▶ What you have to do
Count the lines in the records below that contain the string "leaf", treating uppercase and lowercase as different. Reply with the number alone.

▶ Stored rows

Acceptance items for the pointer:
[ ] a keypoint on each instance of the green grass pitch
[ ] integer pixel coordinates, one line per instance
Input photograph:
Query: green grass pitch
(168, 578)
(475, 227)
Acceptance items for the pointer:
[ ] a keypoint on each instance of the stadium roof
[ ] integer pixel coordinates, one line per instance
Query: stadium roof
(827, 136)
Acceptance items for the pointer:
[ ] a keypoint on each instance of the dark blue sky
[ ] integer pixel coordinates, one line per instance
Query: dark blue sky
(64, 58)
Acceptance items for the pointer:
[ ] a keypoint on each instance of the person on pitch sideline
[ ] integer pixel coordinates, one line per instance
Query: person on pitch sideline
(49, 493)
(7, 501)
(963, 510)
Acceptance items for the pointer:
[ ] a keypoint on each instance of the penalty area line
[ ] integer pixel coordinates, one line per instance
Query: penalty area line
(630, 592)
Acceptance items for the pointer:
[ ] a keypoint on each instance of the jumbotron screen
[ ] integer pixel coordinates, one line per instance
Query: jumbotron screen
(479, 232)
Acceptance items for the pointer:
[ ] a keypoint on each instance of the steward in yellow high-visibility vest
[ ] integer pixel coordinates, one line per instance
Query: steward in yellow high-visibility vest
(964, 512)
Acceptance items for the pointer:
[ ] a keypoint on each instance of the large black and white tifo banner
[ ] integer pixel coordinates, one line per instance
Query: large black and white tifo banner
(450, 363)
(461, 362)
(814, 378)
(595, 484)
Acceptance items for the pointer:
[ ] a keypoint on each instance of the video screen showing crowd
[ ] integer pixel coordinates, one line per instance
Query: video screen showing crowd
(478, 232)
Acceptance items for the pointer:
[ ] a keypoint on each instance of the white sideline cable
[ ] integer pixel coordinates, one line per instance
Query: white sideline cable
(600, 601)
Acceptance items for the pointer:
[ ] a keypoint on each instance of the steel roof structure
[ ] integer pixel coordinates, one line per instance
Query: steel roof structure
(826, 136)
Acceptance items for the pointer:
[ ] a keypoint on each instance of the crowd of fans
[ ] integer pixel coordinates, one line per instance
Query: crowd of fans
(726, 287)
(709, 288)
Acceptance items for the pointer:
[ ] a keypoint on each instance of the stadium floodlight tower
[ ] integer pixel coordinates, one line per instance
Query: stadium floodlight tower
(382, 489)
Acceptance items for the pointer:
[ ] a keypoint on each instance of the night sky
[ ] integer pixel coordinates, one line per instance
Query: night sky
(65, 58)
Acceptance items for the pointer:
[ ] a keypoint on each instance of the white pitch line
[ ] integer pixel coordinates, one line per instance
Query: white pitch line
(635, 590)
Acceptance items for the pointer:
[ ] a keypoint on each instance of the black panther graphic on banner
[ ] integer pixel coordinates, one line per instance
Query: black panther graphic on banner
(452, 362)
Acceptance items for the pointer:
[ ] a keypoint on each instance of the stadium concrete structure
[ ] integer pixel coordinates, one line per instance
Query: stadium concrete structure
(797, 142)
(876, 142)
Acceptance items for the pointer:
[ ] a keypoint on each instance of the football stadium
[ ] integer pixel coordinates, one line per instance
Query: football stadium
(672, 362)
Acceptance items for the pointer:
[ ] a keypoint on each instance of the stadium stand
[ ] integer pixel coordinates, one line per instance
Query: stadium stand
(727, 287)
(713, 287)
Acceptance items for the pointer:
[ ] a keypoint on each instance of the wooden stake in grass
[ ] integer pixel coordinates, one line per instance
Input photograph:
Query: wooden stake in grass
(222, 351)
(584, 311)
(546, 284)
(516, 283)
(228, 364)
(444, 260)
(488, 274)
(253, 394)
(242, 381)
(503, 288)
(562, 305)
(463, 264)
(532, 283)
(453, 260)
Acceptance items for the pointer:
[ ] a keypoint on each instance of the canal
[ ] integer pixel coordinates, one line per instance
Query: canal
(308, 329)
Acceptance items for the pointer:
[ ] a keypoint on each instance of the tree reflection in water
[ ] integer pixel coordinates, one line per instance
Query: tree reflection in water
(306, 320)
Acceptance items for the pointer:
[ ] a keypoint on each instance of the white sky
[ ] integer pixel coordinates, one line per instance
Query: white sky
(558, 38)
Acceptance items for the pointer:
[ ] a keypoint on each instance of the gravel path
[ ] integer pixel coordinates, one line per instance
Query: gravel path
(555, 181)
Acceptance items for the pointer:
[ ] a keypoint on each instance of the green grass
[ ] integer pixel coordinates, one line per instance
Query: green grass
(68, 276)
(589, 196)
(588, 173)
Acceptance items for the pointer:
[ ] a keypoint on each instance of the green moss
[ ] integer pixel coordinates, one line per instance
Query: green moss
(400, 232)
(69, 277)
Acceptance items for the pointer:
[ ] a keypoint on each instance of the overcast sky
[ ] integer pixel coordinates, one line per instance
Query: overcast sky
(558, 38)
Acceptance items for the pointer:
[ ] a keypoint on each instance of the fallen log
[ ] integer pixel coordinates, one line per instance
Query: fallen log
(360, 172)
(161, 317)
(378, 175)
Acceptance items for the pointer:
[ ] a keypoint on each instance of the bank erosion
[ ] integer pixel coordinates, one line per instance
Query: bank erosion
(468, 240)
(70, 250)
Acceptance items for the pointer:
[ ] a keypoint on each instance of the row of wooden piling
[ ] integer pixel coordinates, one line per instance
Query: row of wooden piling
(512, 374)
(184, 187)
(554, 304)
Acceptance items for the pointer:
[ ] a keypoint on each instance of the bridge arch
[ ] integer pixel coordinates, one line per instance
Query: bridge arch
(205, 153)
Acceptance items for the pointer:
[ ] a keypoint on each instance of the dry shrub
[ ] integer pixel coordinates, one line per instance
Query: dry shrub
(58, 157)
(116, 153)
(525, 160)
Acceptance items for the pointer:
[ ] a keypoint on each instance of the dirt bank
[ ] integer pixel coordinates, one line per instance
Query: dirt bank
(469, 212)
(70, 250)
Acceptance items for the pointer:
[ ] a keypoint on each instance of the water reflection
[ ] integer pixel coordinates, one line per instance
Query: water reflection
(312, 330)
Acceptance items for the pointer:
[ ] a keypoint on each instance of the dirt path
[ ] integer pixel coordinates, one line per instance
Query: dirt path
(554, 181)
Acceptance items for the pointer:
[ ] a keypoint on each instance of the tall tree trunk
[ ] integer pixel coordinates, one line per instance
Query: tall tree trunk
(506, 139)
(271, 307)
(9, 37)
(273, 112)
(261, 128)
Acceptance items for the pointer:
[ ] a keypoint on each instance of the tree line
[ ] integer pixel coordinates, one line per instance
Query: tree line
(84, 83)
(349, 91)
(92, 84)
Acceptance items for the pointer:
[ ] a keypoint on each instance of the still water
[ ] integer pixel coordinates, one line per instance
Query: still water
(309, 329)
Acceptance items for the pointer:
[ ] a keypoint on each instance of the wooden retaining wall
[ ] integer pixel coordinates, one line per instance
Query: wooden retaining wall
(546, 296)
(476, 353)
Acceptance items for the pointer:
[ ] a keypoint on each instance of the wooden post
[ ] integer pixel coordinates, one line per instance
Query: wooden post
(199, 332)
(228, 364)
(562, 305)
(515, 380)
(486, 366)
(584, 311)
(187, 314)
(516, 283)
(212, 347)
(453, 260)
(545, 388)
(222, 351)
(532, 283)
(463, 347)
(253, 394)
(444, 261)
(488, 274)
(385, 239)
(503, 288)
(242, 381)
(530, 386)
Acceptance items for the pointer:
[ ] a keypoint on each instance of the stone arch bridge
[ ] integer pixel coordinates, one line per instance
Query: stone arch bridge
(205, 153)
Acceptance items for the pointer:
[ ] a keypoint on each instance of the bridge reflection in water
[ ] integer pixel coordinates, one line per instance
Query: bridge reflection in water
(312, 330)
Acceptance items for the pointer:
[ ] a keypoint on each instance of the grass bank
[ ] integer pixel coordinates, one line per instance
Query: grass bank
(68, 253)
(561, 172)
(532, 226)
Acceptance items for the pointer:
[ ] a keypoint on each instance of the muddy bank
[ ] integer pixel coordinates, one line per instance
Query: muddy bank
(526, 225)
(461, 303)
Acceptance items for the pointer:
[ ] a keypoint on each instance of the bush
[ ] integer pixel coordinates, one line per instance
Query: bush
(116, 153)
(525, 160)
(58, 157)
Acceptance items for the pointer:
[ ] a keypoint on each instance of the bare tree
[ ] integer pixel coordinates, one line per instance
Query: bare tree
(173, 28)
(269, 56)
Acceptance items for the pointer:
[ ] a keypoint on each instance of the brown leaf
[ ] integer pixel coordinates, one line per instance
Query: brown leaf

▶ Response for this exercise
2